:: Requirement ::
From the Tide Times blog post below, copy the section between "Figure 3 A ‘treasure" and "sounded satisfyingly crunchy.", inclusive, replacing "audio works" with "sound pieces".

:: Exercise passage ::
--------
Tide Times and sound mapping
Published by: Timothy Cooper
About: Pete Stollery, Timothy Cooper
Nominee Timothy Cooper writes about Tide Times and sound mapping: experiencing the sounds of our environments
In this blog I'm going to talk a little bit about a work that would be impossible to make right now, Tide Times, by Laura Bissell and I and a work that is growing out of the lockdown conditions necessary for the suppression of Covid-19, Pete Stollery’s Covid-19 Sound map.
Tide Times
In 2018 Laura and I worked to create a site responsive, experiential work made for Cramond Island. Situated in the Firth of Forth on the east coast of Scotland, the Island is connected to mainland Scotland, just north of Edinburgh, via a causeway that is crossable twice daily. During the creative process we visited Cramond five times between April and August in 2018.
Figure 1 Looking back along the causeway to the mainland from Cramond island
Figure 2 Military defenses on the Cramond causeway
The work in its original form consisted of three elements:
- ‘Treasure chests’ hidden on the island containing invitations to play, make and explore. These invite the audience members to take part in activities like writing a poem on a stone, writing a message in a bottle and writing messages on the beach. This video shows visitors responding to invitations in the ‘treasure chests’.
Figure 3 A ‘treasure chest’ nestled in a nook on Cramond Island
Figure 4 A ‘treasure chest’ with invitation printed in the lid
- Audio tracks made up of recordings of texts written by Laura and Tim, recordings of texts found on the island, and sounds recorded on the island. These were manipulated and reshaped into compositions. The audio works used ambient recordings from various locations on the island that I combined with recordings of objects we found there (like the rusty metal in the image below). The video below documents excerpts from the audio works with videos of Tide Times visitors exploring the island
Figure 5 Tim ‘playing’ rusted metal wire, it sounded satisfyingly crunchy.
- A map detailing the locations of the treasure chests and the areas the audio tracks correspond to. The idea was for the visitors to experience specific audio works and interactive works in the parts of the islands that inspired them, sharing our experience.
Figure 7 Tide Times map
Our intent in making Tide Times was to invite a deep exploration of the Island. Through reflecting on our own experiences via the audio works we wanted to share what we found. We didn’t want to tell the visitors what they should find but to suggest how they might playfully explore the island.
Looking back on this creative process I feel really lucky to have spent this time with a place in this way. It was a really beautiful way in to making the piece and I really feel like I look and listen to the world differently having made it. We chose Cramond Island not for any particular historical significance; similarly it doesn’t have any outstanding features that would see it find its way into books about the most spectacular Scottish landscapes. We chose Cramond because it had a causeway and it was local enough to visit several times. We went to Cramond looking to discover its beauty and its charm and the island gave this back to us abundantly. In making the work Laura and I often spoke about Cramond as though it was a third voice in our collaboration and we both hope that Cramond’s voice shines through our work in a beauty that is there to be read by the visitor not simply shown by us.
If you want to experience Tide Times once lockdown has eased then our website has all of the audio tracks and the invitations presented online.
--------
:: Records shown ::
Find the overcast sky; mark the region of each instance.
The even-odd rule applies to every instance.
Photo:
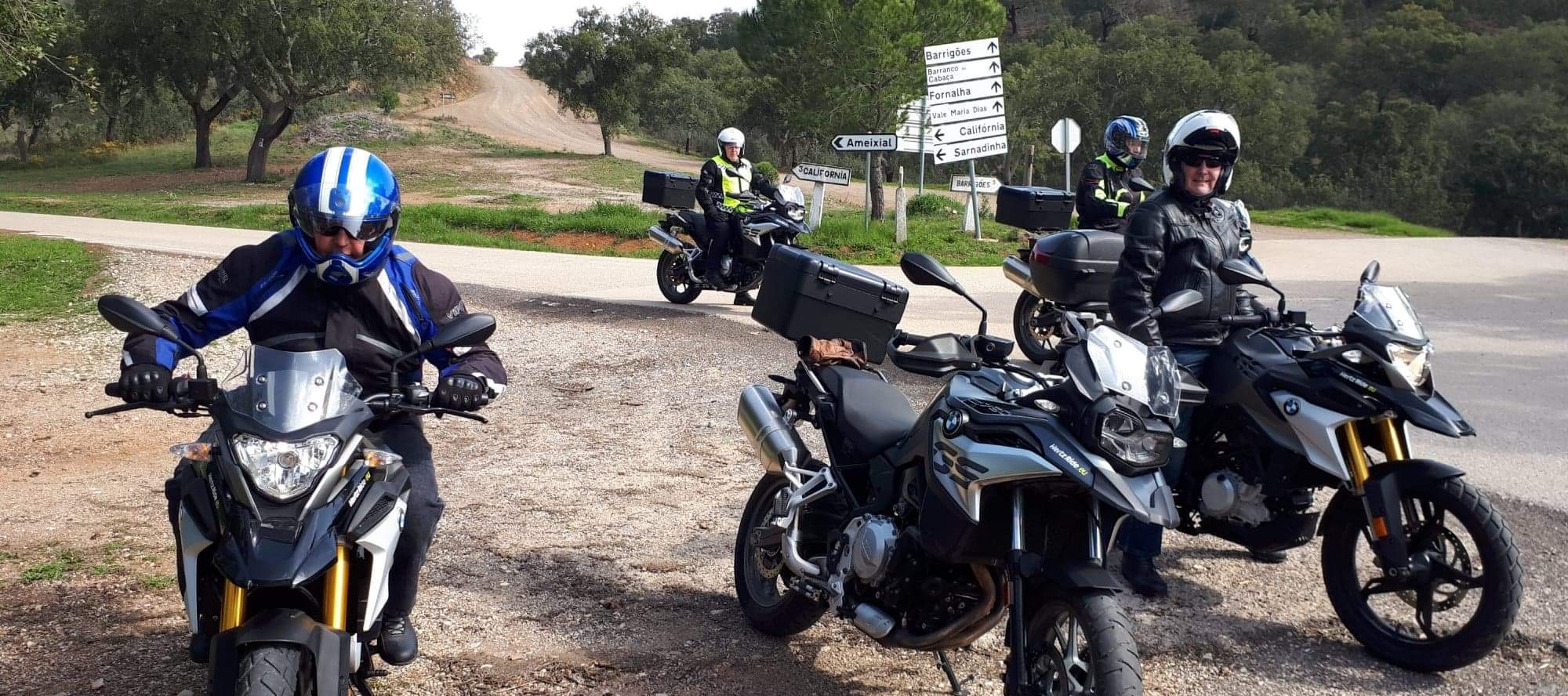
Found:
--------
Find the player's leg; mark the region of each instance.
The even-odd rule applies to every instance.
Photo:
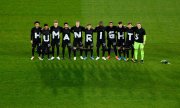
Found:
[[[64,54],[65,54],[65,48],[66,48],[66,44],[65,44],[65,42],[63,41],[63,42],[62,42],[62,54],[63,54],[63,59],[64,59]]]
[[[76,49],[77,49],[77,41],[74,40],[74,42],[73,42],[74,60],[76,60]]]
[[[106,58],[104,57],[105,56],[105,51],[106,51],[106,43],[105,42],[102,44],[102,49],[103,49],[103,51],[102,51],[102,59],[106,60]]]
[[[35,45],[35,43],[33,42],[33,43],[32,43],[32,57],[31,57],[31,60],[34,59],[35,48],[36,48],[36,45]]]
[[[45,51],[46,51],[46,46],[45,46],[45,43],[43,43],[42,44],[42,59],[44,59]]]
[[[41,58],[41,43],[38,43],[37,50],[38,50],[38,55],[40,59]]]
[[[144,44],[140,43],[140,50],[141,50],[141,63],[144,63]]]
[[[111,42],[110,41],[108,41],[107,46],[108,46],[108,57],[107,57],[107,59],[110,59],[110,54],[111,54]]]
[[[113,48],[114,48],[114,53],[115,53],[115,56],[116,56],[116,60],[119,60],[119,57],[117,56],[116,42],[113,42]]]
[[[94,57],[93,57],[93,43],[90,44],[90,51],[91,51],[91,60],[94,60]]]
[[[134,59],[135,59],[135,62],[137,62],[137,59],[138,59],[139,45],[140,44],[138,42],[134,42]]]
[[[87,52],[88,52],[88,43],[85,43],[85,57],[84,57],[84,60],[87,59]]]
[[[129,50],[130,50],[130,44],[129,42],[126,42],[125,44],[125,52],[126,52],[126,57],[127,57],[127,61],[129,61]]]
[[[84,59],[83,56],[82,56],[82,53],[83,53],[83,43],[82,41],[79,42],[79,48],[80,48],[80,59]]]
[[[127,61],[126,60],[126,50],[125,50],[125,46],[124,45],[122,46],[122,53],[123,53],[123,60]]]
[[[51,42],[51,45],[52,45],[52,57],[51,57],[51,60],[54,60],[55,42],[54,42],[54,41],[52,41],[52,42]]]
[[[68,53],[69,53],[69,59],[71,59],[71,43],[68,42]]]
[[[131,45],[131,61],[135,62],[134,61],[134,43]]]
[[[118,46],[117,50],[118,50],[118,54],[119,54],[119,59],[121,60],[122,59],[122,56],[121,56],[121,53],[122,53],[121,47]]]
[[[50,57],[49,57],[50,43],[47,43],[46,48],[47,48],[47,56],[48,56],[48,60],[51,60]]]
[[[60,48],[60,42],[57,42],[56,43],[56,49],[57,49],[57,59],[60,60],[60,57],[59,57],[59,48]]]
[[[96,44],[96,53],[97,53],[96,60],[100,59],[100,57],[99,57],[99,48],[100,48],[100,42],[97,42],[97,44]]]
--------
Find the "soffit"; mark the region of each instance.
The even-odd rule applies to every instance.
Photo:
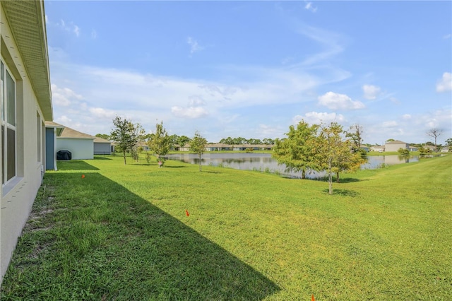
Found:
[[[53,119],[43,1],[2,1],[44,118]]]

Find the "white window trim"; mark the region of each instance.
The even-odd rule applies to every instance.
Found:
--------
:: Your response ::
Figure 3 A ‘treasure chest’ nestled in a nook on Cramond Island
Figure 4 A ‘treasure chest’ with invitation printed in the lid
- Audio tracks made up of recordings of texts written by Laura and Tim, recordings of texts found on the island, and sounds recorded on the island. These were manipulated and reshaped into compositions. The sound pieces used ambient recordings from various locations on the island that I combined with recordings of objects we found there (like the rusty metal in the image below). The video below documents excerpts from the sound pieces with videos of Tide Times visitors exploring the island
Figure 5 Tim ‘playing’ rusted metal wire, it sounded satisfyingly crunchy.